[Entries taken from a collection]

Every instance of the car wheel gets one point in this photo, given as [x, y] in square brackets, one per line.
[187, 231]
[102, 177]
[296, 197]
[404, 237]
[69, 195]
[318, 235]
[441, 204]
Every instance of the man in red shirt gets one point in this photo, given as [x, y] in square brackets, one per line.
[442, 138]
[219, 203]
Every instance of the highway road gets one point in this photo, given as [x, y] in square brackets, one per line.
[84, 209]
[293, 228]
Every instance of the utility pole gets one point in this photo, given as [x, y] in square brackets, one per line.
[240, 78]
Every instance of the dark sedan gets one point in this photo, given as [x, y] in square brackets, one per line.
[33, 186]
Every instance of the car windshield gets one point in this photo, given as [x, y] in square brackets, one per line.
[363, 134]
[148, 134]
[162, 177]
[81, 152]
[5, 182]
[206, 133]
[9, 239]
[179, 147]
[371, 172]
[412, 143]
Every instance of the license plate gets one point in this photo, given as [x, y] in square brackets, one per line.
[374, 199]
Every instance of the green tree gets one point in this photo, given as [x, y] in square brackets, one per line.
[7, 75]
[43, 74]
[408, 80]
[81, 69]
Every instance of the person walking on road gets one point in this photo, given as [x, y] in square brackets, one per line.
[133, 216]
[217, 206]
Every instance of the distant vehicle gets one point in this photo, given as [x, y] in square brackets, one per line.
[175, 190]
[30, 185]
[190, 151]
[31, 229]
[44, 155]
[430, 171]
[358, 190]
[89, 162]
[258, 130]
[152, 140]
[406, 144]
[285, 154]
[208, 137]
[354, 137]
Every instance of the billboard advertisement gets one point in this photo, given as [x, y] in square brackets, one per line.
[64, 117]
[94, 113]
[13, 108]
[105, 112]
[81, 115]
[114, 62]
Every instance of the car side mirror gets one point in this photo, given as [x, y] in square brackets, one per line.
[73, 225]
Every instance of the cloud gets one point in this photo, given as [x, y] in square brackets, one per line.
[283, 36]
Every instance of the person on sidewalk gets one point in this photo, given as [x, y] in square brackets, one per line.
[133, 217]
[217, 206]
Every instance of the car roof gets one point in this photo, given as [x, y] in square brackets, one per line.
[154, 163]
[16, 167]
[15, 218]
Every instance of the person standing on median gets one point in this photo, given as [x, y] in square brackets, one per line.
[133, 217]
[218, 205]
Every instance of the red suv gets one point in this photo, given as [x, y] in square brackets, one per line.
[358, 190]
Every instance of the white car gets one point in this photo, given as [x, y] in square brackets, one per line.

▸ **YOUR OBJECTIVE**: Copy exactly the lines of the listing above, beginning at the line with "Every instance of the car side" and ending at its final line; write out nothing else.

▸ **TASK SOLUTION**:
Every instance of the car side mirror gets one point in this photo, given as [x, y] in square brackets, one per line.
[73, 225]
Every instance of the cloud gets one point in this photo, given as [x, y] in square brackets, one per line.
[283, 36]
Every instance of the person on sidewalk gets one point in this photo, given as [x, y] in square brackets, one per line.
[133, 217]
[217, 206]
Every instance of the car roof gets one point in this photo, given as [x, y] in square brackets, one per line.
[154, 163]
[16, 167]
[15, 218]
Every instance of the person standing on median gets one point in this photo, given as [x, y] in square brackets, one per line.
[133, 217]
[218, 205]
Every instance of the red suv gets one point in this photo, given as [x, y] in square brackets, one per line.
[358, 190]
Every instance of the white car gets one point in this photo, given as [x, y] in square brackets, one per line.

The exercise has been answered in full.